## START SUPPLIED MATERIAL

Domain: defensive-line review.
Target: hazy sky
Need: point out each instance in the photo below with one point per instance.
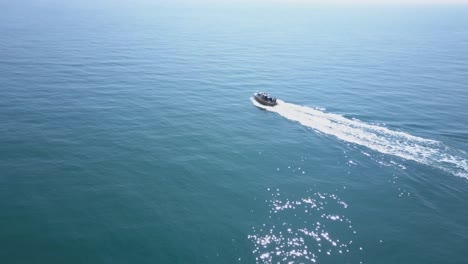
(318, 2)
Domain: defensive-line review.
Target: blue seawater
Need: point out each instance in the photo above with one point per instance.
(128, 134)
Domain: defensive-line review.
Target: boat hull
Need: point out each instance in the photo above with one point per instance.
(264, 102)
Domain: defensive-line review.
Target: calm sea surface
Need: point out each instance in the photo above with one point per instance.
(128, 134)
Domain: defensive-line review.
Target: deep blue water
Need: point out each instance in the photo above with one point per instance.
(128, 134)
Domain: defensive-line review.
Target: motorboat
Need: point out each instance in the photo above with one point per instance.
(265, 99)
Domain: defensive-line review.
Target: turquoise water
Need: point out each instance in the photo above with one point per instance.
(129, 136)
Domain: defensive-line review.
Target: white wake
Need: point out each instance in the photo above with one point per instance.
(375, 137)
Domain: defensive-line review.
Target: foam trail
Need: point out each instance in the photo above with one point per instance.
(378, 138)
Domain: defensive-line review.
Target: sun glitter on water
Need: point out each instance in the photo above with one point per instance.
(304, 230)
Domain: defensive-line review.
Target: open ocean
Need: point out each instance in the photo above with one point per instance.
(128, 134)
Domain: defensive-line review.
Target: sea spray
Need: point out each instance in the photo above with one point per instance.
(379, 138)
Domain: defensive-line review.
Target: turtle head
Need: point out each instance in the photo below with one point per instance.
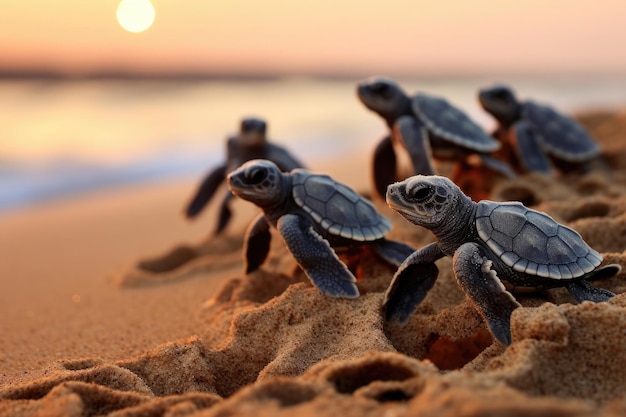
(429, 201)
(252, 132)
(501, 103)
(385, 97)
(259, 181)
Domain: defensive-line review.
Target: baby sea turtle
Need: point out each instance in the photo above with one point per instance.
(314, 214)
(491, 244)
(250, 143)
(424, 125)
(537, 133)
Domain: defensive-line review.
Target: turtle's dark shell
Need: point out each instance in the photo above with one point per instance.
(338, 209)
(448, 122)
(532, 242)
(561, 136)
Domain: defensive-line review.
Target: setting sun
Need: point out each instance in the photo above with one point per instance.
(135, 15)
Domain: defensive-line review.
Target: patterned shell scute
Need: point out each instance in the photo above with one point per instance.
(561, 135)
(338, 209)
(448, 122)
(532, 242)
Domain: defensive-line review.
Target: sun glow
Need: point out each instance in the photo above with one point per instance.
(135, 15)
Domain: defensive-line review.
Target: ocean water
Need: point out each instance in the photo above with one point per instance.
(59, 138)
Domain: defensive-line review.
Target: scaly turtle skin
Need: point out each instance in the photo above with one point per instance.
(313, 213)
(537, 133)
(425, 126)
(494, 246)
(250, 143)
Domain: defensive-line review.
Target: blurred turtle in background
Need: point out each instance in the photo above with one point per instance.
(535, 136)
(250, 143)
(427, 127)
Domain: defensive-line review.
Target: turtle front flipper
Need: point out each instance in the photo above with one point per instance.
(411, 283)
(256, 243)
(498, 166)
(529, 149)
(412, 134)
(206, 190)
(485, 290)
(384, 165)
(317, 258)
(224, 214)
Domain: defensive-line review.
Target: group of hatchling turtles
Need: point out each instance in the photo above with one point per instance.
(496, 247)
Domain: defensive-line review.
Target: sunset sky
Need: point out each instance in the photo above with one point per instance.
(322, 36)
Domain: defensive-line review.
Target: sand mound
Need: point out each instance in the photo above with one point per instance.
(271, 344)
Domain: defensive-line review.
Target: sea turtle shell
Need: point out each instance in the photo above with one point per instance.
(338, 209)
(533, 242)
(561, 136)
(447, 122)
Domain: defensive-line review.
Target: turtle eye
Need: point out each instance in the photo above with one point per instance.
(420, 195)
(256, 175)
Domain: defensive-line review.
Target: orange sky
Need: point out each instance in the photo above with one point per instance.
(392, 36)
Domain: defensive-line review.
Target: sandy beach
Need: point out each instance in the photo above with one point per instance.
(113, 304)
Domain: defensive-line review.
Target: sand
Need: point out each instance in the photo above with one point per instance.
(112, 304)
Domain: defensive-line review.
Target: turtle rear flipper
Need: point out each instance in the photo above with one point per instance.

## END SUPPLIED MATERIAL

Count the lines in the listing above that contain the string "flipper", treating uppercase and lowercase letters as different. Give only the number.

2